Given text =>

Change of position as to guilt
[75] Ms Hogan for the Commonwealth of Australia placed reliance on an apparent change in position on Mr Curtis’ part in relation to his guilt. His father reported to Senior Constable Potts that Mr Curtis had admitted the sexual offending in the family discussions in October 2010, but then when he had a discussion with him in January 2011 about him returning to Australia, Mr Curtis denied that offending. We do not consider this change of position (not accepted by Mr Curtis) adds to the case for complicity. Mr Curtis was 15 years old. He had initially done what his father told him to do in leaving Australia, and he was now doing what his mother told him to do in staying in New Zealand. In our assessment, his denial of wrongdoing cannot be drawn on in aid of a finding of complicity, that is, Mr Curtis being involved in the decision that he not go back to Australia.
[76] Even if the assumption were made that he was told that non-prosecution was conditional on him completing an indeterminate period of counselling at the Fairfield Facility, as to which there is simply no clear evidence, we do not think it possible to attribute to a 15-year-old boy, who was experiencing a very stressful situation, an adult’s knowledge of possible repercussions if he did not somehow find a way to return to Australia, defying his mother. As we will develop, a 15 year old who is in serious trouble and who has to leave his home cannot be expected to have an understanding of the nuances of such an arrangement, and an adult’s ability to make decisions.
Service of Apprehended Violence Order
[77] There was an issue in the lower court hearings about the service of an Apprehended Violence Order (AVO) on Mr Curtis. The Judges found that Mr Curtis was served with an AVO in Australia in late-2010 when he was at the Fairfield Facility, and saw this as supporting complicity in his non-return.[48]
[78] The AVO shows Mr Curtis as a “defendant” and contains a “notice to defendant”. It sets out the details of the complainant’s statements about sexual offending and seeks mandatory orders which stop the defendant from assaulting or harassing her or engaging in other conduct which intimidates her. It sets out as additional orders sought that Mr Curtis must not reside at the premises that the complainant resides at or approach her.
[79] It was accompanied by a statement of service document, signed by a member of the police. The box indicating service in person is ticked, but so is the box stating that there was substituted service by other means. This is described in handwriting as follows: “Service via staff at Community Services Fairfield CSC”.
[80] There is a printed statement above the handwritten signature of the police officer who had delivered the document, stating that: “And at the time of service, I explained the nature and effects of the document to the person served.”
[81] On the most favourable interpretation for the Commonwealth of Australia, this indicates no more than service on a staff member at the institution, and an explanation to that person.
[82] Detective Senior Constable Potts deposed that the AVO was served on Mr Curtis and “thoroughly explained”. However, Detective Senior Constable Potts has no personal experience of those events. Rather, his assertion is based on Department of Community Services records. The only record before the Court is the AVO itself and the statement of service, which is ambiguous for the reasons that we have outlined. Mr Curtis denies ever having been served. In these circumstances, we do not consider there is sufficient evidence that Mr Curtis was ever served with, or told about, the AVO.

[Excerpts from a point labeling dataset]
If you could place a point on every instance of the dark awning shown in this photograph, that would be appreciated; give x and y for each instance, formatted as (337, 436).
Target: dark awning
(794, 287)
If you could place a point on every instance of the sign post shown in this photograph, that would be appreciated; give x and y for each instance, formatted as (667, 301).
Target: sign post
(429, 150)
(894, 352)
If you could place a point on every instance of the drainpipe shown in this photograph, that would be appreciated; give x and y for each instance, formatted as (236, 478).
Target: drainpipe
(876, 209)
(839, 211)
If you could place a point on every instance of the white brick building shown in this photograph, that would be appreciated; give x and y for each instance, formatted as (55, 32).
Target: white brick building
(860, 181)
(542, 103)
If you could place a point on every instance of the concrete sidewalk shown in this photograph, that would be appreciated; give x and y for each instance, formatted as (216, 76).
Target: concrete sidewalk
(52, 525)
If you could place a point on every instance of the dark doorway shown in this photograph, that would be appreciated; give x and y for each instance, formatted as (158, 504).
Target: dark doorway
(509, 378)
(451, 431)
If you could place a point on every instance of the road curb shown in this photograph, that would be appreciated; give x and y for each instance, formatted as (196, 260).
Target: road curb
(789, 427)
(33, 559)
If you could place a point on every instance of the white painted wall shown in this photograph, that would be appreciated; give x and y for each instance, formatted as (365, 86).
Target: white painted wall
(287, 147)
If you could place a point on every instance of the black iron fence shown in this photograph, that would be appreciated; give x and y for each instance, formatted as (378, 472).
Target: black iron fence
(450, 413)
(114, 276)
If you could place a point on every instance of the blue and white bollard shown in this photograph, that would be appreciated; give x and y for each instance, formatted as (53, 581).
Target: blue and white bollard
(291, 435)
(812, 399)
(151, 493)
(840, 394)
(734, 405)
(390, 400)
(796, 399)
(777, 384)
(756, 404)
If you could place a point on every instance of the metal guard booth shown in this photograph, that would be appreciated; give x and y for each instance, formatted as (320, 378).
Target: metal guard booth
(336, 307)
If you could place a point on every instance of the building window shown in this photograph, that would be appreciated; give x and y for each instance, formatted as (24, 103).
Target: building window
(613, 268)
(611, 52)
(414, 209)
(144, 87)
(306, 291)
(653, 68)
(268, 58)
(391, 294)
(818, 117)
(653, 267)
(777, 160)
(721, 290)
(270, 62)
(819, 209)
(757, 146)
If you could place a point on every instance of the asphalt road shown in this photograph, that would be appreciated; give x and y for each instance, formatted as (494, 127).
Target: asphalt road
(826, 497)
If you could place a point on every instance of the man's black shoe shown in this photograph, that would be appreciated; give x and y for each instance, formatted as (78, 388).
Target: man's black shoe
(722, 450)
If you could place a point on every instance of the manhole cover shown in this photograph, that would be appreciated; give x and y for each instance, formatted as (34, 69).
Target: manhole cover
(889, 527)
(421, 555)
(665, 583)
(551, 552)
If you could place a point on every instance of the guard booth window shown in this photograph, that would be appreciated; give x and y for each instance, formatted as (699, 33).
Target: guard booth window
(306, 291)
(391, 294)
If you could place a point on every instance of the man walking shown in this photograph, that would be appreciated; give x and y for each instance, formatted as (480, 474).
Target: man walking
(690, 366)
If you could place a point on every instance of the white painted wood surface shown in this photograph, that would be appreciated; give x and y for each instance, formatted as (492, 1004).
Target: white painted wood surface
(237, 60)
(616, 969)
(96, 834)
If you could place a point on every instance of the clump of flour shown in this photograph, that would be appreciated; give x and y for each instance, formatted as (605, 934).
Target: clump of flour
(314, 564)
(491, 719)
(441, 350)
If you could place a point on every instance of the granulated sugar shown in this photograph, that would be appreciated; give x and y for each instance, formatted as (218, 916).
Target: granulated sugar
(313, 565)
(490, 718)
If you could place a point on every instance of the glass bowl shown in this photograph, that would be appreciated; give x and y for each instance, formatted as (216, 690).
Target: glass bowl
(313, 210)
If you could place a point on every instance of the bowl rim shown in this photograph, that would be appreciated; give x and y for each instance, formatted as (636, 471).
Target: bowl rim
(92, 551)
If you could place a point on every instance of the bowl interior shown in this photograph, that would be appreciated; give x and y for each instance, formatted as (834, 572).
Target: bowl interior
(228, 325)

List of tasks =>
1. In the judgment excerpt, why does the court conclude there is not enough evidence that Mr Curtis was served with, or told about, the AVO? Answer in one to three sentences.
2. Carry the judgment excerpt on Mr Curtis forward from its last sentence.
This data is separate material and has nothing to do with the judgment excerpt.

Task results =>
1. Detective Senior Constable Potts had no personal experience of the events and relied on Department of Community Services records, and the only record before the court was the AVO and a statement of service that was ambiguous, at most showing service on a staff member. Mr Curtis also denies ever having been served.

2.
[83] Ms Hogan placed weight on the AVO as indicating Mr Curtis’ complicity. She contended that it established that Mr Curtis was aware of the charges and knew that non-prosecution was conditional upon his completing counselling. Even putting to one side the ambiguity as to whether Mr Curtis was served with the AVO, we are unable to see how it supports that conclusion. First, the document does not indicate that charges will be laid or that there are any conditions with which Mr Curtis must comply if he is not to be charged. All it does is, like a Protection Order in New Zealand, advise Mr Curtis that allegations have been made and that he must not contact or harass the complainant.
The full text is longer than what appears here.